Monday, March 29, 2010

Festival time!

It is, believe it or not, springtime, and throughout the land literary festivals are sprouting up like so many daffodils. There are the biggies, Hay-on-Wye, Cambridge, and the little ones in every town from Dorking to Dorchester. The question is, what should the library do? At best they host as much as they can, sell tickets and be a general guide book to the whole thing. At worst, they are the ugly bridesmaid at Cinderella's wedding - based in a shabby building, not allowed to sell tickets, and giving away shiny brochures for glamorous events a world away from the dingy shelves and thumb worn books on display. And we are not known for selling books (yet) and those lending right fees pale in comparison with the big queue of eager people waiting to pay full whack for the latest hardback after a successful event.
But - when the authors have packed up and gone home, and the publicity posters are out of date, the library is once more the last bastion of literary culture in many towns, so enjoy the glitz and the glamour, smug in the knowledge that when they have all disappeared, you will still be there lending those books out and discussing them with your borrowers.
Don't have a festival? Start one! Surely you have a local author around who likes the sound of his/her own voice, or a town lad made good?
Who have you had in your town recently?

Monday, March 22, 2010

Bookman's holiday

So, I admit it. Had five days off and ended up visiting another library while I was on holiday. Just can't resist. It's partly out of sheer curiosity - do they wear a uniform? Is it busy? And partly out of a professional interest. I'm not above pinching ideas either - saw a great noticeboard which I intend to copy. There is also a certain amount of comparison to be done - our shelves are nicer/displays better/staff friendlier/books scruffier/carpet messier than yours.
I also like listening to the people they get in and the queries they deal with - I've been to libraries from Stratford to Scarborough, and although you would think there was a vast difference between the big city library and the tourist town, some things are universal. There is usually someone asking for directions to somewhere. There is generally a tramp or several reading a newspaper. Someone gazing at the photocopier in bewilderment. Ah yes, I think, this is familiar.
The technology is intriguing too - I am increasingly seeing self-service terminals springing up, and internet access in various forms (do they charge or is it free?) and wi-fi and hot spots and audio-posts....
What would you pinch and what would you dump from your library? Envious or proud? Jealous or self-satisfied? Or do you never look?

◆ **Recorded information**:
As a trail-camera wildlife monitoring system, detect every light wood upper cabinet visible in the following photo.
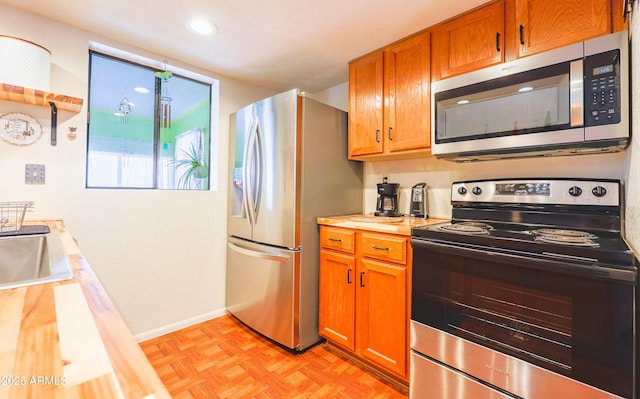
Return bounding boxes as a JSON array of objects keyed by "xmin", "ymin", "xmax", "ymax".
[
  {"xmin": 383, "ymin": 32, "xmax": 431, "ymax": 153},
  {"xmin": 349, "ymin": 32, "xmax": 431, "ymax": 160},
  {"xmin": 509, "ymin": 0, "xmax": 621, "ymax": 57},
  {"xmin": 431, "ymin": 1, "xmax": 505, "ymax": 80},
  {"xmin": 349, "ymin": 52, "xmax": 383, "ymax": 158}
]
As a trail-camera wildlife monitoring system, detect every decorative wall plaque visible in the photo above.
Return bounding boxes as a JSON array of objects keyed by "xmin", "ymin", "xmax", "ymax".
[{"xmin": 0, "ymin": 112, "xmax": 42, "ymax": 145}]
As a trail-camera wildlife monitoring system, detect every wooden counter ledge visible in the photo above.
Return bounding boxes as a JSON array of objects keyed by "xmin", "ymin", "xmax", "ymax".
[
  {"xmin": 0, "ymin": 220, "xmax": 171, "ymax": 399},
  {"xmin": 317, "ymin": 215, "xmax": 449, "ymax": 236}
]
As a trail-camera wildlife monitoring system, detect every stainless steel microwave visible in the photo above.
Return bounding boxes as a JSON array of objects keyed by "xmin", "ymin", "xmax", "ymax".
[{"xmin": 431, "ymin": 31, "xmax": 630, "ymax": 162}]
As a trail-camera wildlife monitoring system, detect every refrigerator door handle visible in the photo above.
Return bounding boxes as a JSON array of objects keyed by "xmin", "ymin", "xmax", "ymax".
[
  {"xmin": 242, "ymin": 118, "xmax": 261, "ymax": 227},
  {"xmin": 252, "ymin": 119, "xmax": 262, "ymax": 225},
  {"xmin": 242, "ymin": 120, "xmax": 255, "ymax": 226},
  {"xmin": 227, "ymin": 242, "xmax": 291, "ymax": 263}
]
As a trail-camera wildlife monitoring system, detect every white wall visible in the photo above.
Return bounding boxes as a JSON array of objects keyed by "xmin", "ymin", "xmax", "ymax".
[
  {"xmin": 0, "ymin": 5, "xmax": 274, "ymax": 339},
  {"xmin": 625, "ymin": 11, "xmax": 640, "ymax": 256}
]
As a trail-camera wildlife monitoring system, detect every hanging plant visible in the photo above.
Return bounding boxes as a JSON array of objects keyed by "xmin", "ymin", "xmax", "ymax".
[{"xmin": 173, "ymin": 144, "xmax": 209, "ymax": 190}]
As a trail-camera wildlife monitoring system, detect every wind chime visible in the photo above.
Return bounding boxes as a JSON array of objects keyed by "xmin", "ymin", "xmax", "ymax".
[{"xmin": 154, "ymin": 61, "xmax": 173, "ymax": 129}]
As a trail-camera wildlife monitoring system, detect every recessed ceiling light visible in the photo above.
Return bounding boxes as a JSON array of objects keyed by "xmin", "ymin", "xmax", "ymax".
[{"xmin": 187, "ymin": 19, "xmax": 218, "ymax": 35}]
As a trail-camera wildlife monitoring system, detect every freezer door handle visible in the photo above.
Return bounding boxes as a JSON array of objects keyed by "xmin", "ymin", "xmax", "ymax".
[
  {"xmin": 242, "ymin": 118, "xmax": 262, "ymax": 227},
  {"xmin": 227, "ymin": 242, "xmax": 291, "ymax": 263}
]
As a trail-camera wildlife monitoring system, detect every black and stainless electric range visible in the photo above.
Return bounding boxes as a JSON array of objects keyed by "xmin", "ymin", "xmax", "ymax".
[{"xmin": 410, "ymin": 178, "xmax": 637, "ymax": 399}]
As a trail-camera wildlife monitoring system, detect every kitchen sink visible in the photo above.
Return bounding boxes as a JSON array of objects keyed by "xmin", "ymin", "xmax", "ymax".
[{"xmin": 0, "ymin": 232, "xmax": 73, "ymax": 290}]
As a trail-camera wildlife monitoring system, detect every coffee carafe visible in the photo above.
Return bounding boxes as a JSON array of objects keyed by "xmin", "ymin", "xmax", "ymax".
[
  {"xmin": 409, "ymin": 183, "xmax": 429, "ymax": 219},
  {"xmin": 374, "ymin": 177, "xmax": 402, "ymax": 216}
]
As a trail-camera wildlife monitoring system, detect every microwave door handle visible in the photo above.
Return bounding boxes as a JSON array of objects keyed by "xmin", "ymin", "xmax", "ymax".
[{"xmin": 569, "ymin": 60, "xmax": 587, "ymax": 127}]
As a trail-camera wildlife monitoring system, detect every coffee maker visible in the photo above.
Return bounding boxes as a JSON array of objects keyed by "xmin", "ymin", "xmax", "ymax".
[
  {"xmin": 409, "ymin": 183, "xmax": 429, "ymax": 219},
  {"xmin": 374, "ymin": 177, "xmax": 402, "ymax": 216}
]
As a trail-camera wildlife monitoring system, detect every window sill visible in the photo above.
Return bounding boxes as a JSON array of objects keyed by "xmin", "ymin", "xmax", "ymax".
[{"xmin": 0, "ymin": 83, "xmax": 83, "ymax": 113}]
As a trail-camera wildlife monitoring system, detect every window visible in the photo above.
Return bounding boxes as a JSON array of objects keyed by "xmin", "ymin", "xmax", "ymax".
[{"xmin": 86, "ymin": 50, "xmax": 217, "ymax": 190}]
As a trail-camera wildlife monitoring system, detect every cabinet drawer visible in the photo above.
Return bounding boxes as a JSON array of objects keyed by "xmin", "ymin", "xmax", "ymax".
[
  {"xmin": 360, "ymin": 233, "xmax": 407, "ymax": 265},
  {"xmin": 320, "ymin": 226, "xmax": 356, "ymax": 254}
]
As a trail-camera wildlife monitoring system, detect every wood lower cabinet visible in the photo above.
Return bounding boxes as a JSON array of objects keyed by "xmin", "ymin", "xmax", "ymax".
[
  {"xmin": 349, "ymin": 32, "xmax": 431, "ymax": 160},
  {"xmin": 507, "ymin": 0, "xmax": 622, "ymax": 57},
  {"xmin": 319, "ymin": 226, "xmax": 411, "ymax": 384},
  {"xmin": 356, "ymin": 258, "xmax": 408, "ymax": 377}
]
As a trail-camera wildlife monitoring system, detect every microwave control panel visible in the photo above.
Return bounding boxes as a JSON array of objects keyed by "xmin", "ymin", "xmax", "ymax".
[{"xmin": 584, "ymin": 50, "xmax": 620, "ymax": 126}]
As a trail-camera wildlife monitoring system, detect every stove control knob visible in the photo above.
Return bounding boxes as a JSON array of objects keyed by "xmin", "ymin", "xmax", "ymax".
[
  {"xmin": 569, "ymin": 186, "xmax": 582, "ymax": 197},
  {"xmin": 591, "ymin": 186, "xmax": 607, "ymax": 198}
]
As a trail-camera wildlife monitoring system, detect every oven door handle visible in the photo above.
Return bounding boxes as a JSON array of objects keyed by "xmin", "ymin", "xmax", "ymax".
[{"xmin": 411, "ymin": 238, "xmax": 637, "ymax": 284}]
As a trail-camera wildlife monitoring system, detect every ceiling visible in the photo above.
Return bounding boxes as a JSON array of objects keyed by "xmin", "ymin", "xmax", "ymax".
[{"xmin": 0, "ymin": 0, "xmax": 488, "ymax": 93}]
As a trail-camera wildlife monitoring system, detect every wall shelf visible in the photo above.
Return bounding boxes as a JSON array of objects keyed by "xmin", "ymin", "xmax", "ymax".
[{"xmin": 0, "ymin": 83, "xmax": 83, "ymax": 113}]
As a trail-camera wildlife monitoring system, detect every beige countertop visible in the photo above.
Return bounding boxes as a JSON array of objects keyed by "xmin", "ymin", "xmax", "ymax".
[
  {"xmin": 317, "ymin": 215, "xmax": 449, "ymax": 236},
  {"xmin": 0, "ymin": 220, "xmax": 171, "ymax": 399}
]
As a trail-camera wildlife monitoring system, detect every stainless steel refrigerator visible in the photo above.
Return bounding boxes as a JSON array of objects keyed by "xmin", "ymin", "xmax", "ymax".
[{"xmin": 226, "ymin": 90, "xmax": 362, "ymax": 351}]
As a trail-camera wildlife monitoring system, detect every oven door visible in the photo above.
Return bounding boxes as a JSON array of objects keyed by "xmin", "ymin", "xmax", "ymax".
[{"xmin": 411, "ymin": 239, "xmax": 635, "ymax": 398}]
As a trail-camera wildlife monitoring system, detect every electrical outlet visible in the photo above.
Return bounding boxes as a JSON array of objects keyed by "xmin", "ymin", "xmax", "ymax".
[{"xmin": 24, "ymin": 164, "xmax": 44, "ymax": 184}]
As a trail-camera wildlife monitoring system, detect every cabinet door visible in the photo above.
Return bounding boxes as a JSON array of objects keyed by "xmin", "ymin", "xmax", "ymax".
[
  {"xmin": 383, "ymin": 32, "xmax": 431, "ymax": 152},
  {"xmin": 356, "ymin": 259, "xmax": 407, "ymax": 376},
  {"xmin": 319, "ymin": 249, "xmax": 356, "ymax": 351},
  {"xmin": 431, "ymin": 1, "xmax": 504, "ymax": 80},
  {"xmin": 349, "ymin": 52, "xmax": 383, "ymax": 156},
  {"xmin": 515, "ymin": 0, "xmax": 611, "ymax": 57}
]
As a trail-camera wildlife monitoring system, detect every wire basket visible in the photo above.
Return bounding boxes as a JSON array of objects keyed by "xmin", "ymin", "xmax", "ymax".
[{"xmin": 0, "ymin": 201, "xmax": 33, "ymax": 233}]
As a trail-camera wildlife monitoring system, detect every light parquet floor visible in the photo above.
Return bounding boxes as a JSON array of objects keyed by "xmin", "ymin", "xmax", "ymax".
[{"xmin": 141, "ymin": 315, "xmax": 408, "ymax": 399}]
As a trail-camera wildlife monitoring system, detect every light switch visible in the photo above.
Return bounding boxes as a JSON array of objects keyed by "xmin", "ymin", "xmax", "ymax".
[{"xmin": 24, "ymin": 164, "xmax": 44, "ymax": 184}]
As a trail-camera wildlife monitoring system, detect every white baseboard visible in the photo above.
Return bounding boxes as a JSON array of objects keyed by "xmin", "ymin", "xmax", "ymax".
[{"xmin": 133, "ymin": 309, "xmax": 227, "ymax": 342}]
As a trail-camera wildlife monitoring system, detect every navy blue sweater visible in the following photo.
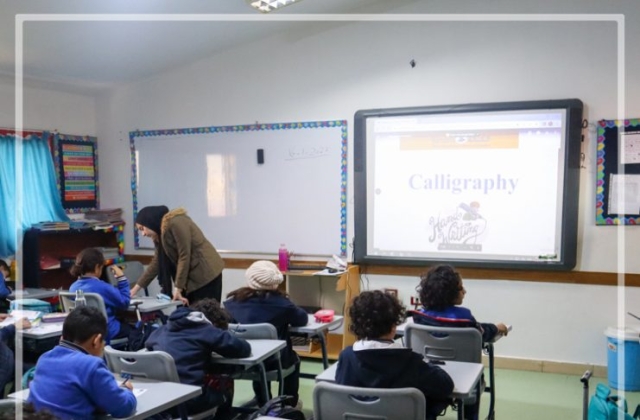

◆ **Exercise requirements**:
(1) In the library blog, write out the stretch from "So, I admit" through "messier than yours." again, substituting "bulletin board" for "noticeboard".
(2) Condense the paragraph of the library blog that opens "I also like listening" into a short bulleted list that keeps its main points.

◆ **Solutions to the tasks**:
(1)
So, I admit it. Had five days off and ended up visiting another library while I was on holiday. Just can't resist. It's partly out of sheer curiosity - do they wear a uniform? Is it busy? And partly out of a professional interest. I'm not above pinching ideas either - saw a great bulletin board which I intend to copy. There is also a certain amount of comparison to be done - our shelves are nicer/displays better/staff friendlier/books scruffier/carpet messier than yours.

(2)
- The writer enjoys listening to the people who come in and the queries staff deal with.
- The writer has visited libraries from Stratford to Scarborough.
- Big city libraries and tourist town libraries have some things in common:
  - someone asking for directions
  - one or more tramps reading a newspaper
  - someone staring at the photocopier, bewildered
- These sights feel familiar to the writer.